• [GIVEN TEXT]:

# DSC106 - Project 3

In [2]:
import pandas as pd
import xarray as xr
import gcsfs
import numpy as np
import sys
import warnings

Processes the data from the CMIP6 dataset into a CSV for our D3 visualizations.

**Note:** This cell takes a long time to run

In [4]:
pd.read_json('https://cdn.jsdelivr.net/npm/us-atlas@3/states-albers-10m.json')

ValueError: All arrays must be of the same length

In [None]:
# Suppress warnings for cleaner output
warnings.filterwarnings('ignore', category=UserWarning, message='Sending large graph to Dask')
warnings.filterwarnings('ignore', category=RuntimeWarning, message='Mean of empty slice')

print("Starting data processing for d3.js visualizations...")

# --- Configuration ---
# We'll use 'r4i1p1f1', a variant common to all three experiments for the CESM2 model
MEMBER_ID = 'r4i1p1f1' 
SOURCE_ID = 'CESM2'
TABLE_ID = 'Amon'
VARIABLE_ID = 'tas'
EXPERIMENTS = ['historical', 'ssp245', 'ssp585'] # Baseline, medium-future, high-emissions-future

# Define US regions. Longitude is 0-360 in these models.
# W longitude = 360 - W.
REGIONS = {
    'Northeast': {'lat': slice(39, 48), 'lon': slice(360-81, 360-67)}, # 279-293
    'Southeast': {'lat': slice(25, 39), 'lon': slice(360-95, 360-75)}, # 265-285
    'Midwest':   {'lat': slice(37, 49), 'lon': slice(360-104, 360-81)},# 256-279
    'West':      {'lat': slice(32, 49), 'lon': slice(360-125, 360-104)} # 235-256
}
# ---------------------

try:
    # Load the main dataframe
    # df = pd.read_csv('https://storage.googleapis.com/cmip6/cmip6-zarr-consolidated-stores.csv', index_col=0)
    df = pd.read_csv('../data/data.csv', index_col=0) # data.csv is the CMIP6 data as a CSV
    print("Loaded data.csv index.")

    # Initialize GCS FileSystem (anonymous access)
    gcs = gcsfs.GCSFileSystem(token='anon')

    all_regional_data = []

    # Loop over each experiment
    for exp in EXPERIMENTS:
        print(f"\n--- Processing: {exp} ---")
        
        # Find the zstore URL for this specific experiment and member_id
        query = (
            f"source_id == '{SOURCE_ID}' & "

• [ENTRIES PROVIDED]:
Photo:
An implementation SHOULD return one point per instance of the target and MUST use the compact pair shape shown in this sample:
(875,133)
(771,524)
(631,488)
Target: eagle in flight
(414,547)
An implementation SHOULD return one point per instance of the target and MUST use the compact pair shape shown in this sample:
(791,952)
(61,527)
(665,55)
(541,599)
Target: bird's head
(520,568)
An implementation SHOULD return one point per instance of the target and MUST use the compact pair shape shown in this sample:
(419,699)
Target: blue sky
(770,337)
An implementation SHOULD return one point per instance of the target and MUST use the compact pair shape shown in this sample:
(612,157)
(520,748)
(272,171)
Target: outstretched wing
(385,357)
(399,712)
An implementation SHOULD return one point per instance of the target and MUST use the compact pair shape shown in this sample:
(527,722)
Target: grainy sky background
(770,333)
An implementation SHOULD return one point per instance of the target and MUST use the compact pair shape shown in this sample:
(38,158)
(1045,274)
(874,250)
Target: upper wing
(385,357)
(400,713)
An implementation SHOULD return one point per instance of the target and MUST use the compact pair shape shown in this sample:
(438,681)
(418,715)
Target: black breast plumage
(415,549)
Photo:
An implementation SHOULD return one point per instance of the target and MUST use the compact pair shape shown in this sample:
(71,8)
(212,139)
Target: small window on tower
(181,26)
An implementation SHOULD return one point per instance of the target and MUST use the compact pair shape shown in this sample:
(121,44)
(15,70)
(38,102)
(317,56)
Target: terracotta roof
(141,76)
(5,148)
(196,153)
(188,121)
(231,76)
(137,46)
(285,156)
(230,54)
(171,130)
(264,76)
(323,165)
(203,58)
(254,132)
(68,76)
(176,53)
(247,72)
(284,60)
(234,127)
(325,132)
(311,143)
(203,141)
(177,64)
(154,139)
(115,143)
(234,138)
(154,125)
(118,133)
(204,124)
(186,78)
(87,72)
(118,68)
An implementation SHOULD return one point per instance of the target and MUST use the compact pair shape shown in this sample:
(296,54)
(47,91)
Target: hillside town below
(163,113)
--
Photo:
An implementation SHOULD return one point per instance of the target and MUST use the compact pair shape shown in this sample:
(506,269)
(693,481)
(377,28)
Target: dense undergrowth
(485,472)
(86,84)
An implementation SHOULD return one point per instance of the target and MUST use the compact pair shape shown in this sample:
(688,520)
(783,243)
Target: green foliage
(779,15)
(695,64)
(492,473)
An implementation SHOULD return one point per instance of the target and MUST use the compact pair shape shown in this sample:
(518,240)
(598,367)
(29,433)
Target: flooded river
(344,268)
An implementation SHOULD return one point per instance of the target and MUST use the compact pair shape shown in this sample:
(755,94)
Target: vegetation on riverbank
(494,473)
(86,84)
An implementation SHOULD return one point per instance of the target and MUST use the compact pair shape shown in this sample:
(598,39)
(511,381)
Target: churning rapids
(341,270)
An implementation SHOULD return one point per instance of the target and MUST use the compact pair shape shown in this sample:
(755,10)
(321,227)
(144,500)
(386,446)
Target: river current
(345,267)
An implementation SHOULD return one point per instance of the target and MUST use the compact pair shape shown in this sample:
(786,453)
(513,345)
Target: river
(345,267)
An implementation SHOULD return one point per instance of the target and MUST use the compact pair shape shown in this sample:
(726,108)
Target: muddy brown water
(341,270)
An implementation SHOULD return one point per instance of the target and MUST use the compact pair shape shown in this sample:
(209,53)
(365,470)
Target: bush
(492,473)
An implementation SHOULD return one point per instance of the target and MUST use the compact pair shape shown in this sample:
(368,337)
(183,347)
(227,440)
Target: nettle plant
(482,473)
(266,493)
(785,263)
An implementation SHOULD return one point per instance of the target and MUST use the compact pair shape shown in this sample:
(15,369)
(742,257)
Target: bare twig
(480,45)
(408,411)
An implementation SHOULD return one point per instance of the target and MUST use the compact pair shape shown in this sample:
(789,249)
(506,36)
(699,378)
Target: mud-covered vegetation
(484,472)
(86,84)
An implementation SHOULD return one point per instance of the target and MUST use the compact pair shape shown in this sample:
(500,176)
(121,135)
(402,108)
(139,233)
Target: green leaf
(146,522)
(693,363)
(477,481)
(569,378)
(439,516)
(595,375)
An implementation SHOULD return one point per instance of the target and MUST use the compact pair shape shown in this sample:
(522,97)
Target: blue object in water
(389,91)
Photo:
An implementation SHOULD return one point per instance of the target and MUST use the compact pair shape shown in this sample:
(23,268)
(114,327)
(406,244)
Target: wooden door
* * *
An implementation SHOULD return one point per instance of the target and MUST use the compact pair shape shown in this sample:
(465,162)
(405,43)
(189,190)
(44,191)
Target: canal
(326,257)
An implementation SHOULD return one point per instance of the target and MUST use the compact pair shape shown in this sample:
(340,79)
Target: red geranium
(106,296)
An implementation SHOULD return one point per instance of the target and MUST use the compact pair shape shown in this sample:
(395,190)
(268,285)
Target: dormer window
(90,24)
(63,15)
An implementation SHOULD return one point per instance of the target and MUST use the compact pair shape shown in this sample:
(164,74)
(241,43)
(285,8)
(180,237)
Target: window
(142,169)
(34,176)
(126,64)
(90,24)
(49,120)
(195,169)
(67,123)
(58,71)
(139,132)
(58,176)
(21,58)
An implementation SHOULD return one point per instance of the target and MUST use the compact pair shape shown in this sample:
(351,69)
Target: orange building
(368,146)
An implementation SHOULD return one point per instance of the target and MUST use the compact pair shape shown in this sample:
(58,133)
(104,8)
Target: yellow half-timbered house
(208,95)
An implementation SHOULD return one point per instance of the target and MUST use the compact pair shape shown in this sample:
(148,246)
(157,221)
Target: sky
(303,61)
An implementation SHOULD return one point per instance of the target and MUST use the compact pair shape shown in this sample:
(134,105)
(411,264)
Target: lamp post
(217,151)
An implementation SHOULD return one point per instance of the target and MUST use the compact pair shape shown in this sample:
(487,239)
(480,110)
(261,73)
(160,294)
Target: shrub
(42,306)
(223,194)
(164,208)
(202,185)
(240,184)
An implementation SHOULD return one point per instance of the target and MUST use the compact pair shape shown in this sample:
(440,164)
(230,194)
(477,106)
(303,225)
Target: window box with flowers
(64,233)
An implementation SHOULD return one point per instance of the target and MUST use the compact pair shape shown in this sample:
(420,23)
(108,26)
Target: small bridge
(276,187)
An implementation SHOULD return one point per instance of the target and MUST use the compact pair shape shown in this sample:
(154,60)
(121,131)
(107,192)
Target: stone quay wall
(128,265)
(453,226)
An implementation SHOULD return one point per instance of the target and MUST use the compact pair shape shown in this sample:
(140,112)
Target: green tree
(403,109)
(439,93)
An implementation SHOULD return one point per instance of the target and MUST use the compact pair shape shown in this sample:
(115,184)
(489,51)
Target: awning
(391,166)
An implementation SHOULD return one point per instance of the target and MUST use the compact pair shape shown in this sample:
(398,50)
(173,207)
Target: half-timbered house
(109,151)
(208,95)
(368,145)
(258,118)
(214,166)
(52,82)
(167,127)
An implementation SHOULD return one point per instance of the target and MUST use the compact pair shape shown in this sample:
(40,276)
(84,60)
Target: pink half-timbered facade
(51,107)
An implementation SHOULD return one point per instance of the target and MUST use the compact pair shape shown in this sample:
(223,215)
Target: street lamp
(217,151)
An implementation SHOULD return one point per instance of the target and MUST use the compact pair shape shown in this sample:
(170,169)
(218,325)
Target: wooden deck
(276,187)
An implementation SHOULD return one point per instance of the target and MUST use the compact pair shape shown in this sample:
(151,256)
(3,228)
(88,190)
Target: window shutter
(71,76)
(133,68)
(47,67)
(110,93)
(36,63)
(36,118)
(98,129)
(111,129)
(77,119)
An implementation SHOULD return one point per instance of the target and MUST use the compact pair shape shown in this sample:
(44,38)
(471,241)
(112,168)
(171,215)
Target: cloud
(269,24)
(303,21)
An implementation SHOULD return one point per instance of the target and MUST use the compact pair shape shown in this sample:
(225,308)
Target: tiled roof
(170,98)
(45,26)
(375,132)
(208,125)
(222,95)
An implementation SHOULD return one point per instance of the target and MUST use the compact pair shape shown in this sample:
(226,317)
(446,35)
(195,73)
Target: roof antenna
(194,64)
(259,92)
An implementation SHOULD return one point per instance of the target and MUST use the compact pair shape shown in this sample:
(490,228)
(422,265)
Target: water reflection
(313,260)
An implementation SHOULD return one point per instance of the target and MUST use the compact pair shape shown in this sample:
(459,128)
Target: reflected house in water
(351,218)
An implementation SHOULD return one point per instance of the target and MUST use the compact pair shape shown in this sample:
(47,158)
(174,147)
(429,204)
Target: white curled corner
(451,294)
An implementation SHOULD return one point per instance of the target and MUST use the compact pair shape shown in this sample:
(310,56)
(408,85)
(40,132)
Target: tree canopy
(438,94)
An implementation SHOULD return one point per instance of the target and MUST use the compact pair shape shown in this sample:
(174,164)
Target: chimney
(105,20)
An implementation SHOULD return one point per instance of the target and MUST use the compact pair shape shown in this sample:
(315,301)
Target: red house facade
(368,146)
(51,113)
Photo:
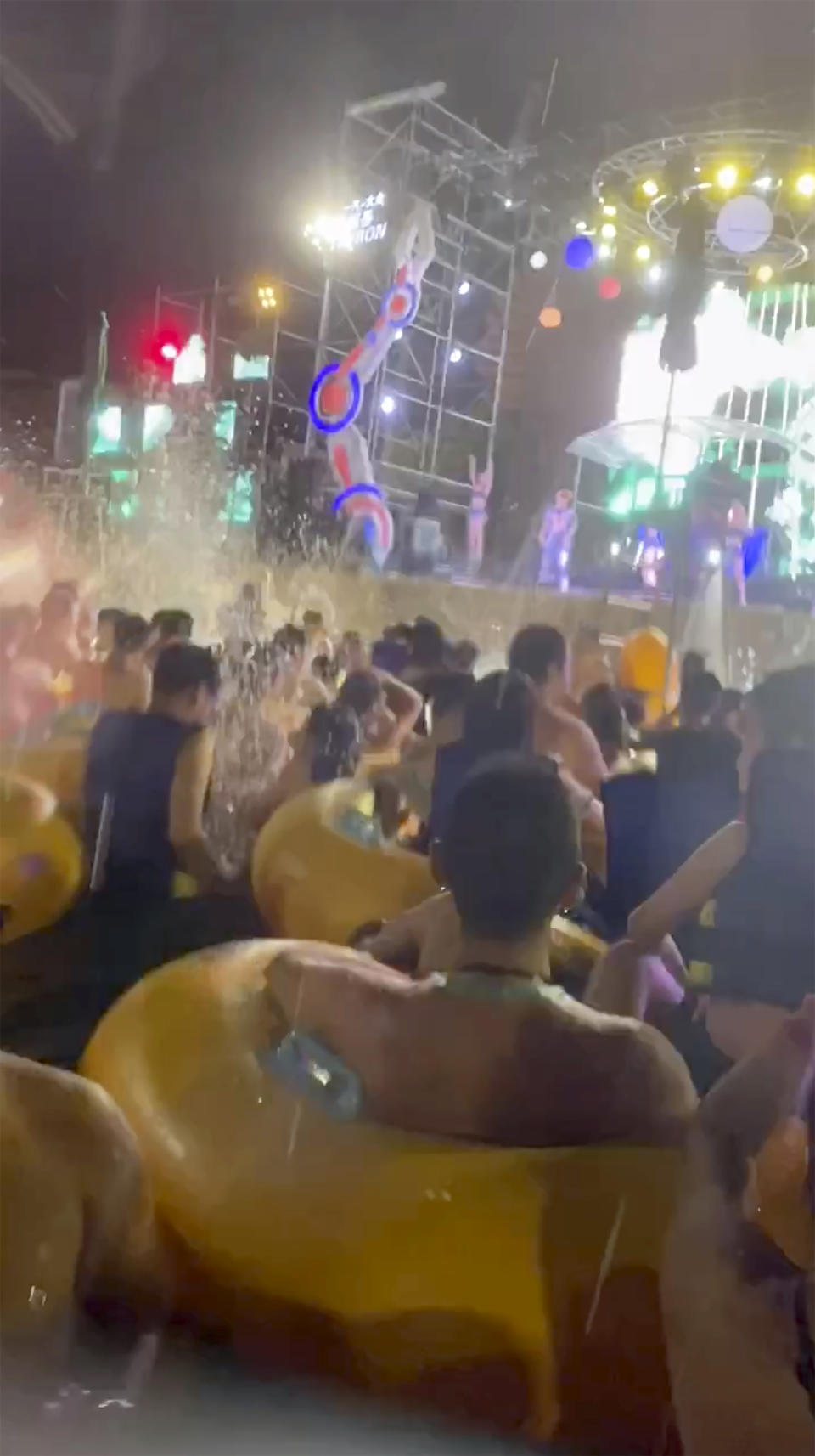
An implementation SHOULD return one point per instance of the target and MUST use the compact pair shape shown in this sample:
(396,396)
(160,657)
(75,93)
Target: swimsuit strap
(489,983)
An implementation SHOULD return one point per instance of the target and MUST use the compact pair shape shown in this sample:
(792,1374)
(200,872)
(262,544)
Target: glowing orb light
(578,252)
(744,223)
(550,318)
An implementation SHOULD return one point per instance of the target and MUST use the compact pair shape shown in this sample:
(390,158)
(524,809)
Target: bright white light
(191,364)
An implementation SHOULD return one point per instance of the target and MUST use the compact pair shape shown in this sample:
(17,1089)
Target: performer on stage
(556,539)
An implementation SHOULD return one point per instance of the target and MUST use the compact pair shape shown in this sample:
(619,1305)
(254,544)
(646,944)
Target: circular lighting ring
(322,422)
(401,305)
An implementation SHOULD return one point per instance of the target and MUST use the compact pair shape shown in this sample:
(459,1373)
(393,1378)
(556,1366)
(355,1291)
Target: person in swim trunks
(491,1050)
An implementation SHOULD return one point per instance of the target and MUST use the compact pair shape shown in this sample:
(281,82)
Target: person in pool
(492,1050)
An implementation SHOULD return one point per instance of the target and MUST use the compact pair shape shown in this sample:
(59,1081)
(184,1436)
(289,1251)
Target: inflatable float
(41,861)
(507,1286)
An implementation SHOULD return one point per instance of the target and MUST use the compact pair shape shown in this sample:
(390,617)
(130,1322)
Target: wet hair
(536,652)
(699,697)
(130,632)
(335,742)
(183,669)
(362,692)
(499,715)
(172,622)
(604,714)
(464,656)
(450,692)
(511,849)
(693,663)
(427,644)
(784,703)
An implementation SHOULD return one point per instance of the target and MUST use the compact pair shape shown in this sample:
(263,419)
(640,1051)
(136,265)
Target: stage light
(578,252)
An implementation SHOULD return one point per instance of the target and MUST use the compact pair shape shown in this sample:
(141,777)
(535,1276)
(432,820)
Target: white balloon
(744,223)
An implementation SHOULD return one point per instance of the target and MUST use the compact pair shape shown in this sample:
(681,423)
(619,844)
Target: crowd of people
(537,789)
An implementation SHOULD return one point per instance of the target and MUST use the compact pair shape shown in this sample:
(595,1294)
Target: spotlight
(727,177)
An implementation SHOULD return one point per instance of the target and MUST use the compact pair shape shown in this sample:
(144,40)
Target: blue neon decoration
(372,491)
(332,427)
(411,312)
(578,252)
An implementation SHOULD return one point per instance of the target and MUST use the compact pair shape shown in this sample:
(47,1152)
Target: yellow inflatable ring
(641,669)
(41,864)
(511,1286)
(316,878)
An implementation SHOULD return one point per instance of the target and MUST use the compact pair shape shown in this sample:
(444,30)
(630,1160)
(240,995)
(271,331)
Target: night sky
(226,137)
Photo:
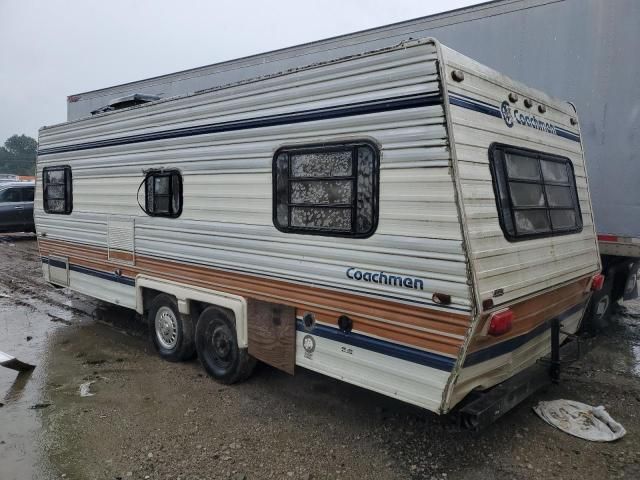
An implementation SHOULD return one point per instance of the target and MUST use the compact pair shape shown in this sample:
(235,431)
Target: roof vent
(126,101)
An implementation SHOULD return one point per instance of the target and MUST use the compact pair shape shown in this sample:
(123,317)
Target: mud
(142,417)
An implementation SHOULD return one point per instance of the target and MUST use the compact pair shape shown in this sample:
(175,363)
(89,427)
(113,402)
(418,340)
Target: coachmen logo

• [PROMPT]:
Continue the CMIP6 data-processing notebook above, starting right after its last line.

• [TASK ANSWER]:
            f"member_id == '{MEMBER_ID}' & "
            f"experiment_id == '{exp}' & "
            f"table_id == '{TABLE_ID}' & "
            f"variable_id == '{VARIABLE_ID}'"
        )
        
        df_exp = df.query(query)
        
        if df_exp.empty:
            print(f"Warning: No data found for query: {query}")
            continue
            
        zstore = df_exp.iloc[0]['zstore']
        print(f"Found zstore: {zstore}")

        # Open the dataset
        try:
            mapper = gcs.get_mapper(zstore)
            ds = xr.open_zarr(mapper, consolidated=True)
        except Exception as e:
            print(f"Error opening zarr store {zstore}: {e}")
            continue

        # Loop over each region
        for region_name, region_box in REGIONS.items():
            print(f"Processing region: {region_name}")
            
            try:
                # 1. Select the region
                ds_region = ds.sel(lat=region_box['lat'], lon=region_box['lon'])
                
                # 2. Create latitude weights for accurate averaging
                weights = np.cos(np.deg2rad(ds_region.lat))
                weights.name = 'weights'
                
                # 3. Calculate the weighted spatial mean
                ds_weighted_mean = ds_region.weighted(weights).mean(dim=['lat', 'lon'])
                
                # 4. Select only July data (month == 7) as proxy for "extreme" heat
                ds_july = ds_weighted_mean.sel(time=ds_weighted_mean.time.dt.month == 7)
                
                # 5. Convert from Kelvin to Celsius
                temp_c = ds_july['tas'] - 273.15
                
                # 6. Trigger computation
                print("Computing values...")
                temp_c_computed = temp_c.compute()
                print("...computation complete.")

                # 7. Convert to Pandas DataFrame
                df_temp = temp_c_computed.to_dataframe()
                
                if df_temp.empty:
                    print(f"Warning: No data after processing for {region_name}, {exp}")
                    continue

                # 8. Clean up the DataFrame
                df_temp['year'] = df_temp.index.year
                df_temp = df_temp.reset_index(drop=True)[['year', 'tas']]
                df_temp = df_temp.rename(columns={'tas': 'july_temp_c'})
                df_temp['region'] = region_name
                df_temp['scenario'] = exp
                
                # 9. Append to our master list
                all_regional_data.append(df_temp)
                
            except Exception as e:
                print(f"Error processing {region_name} for {exp}: {e}")

        # Close the dataset
        ds.close()

    # Concatenate all dataframes
    if all_regional_data:
        print("\n--- Concatenating all results ---")
        final_df = pd.concat(all_regional_data, ignore_index=True)
        
        # Save to CSV
        output_filename = 'us_regional_july_temps.csv'
        final_df.to_csv(output_filename, index=False)
        
        print(f"\n✅ Success! Data processed and saved to '{output_filename}'.")
        print("Final DataFrame head:")
        print(final_df.head())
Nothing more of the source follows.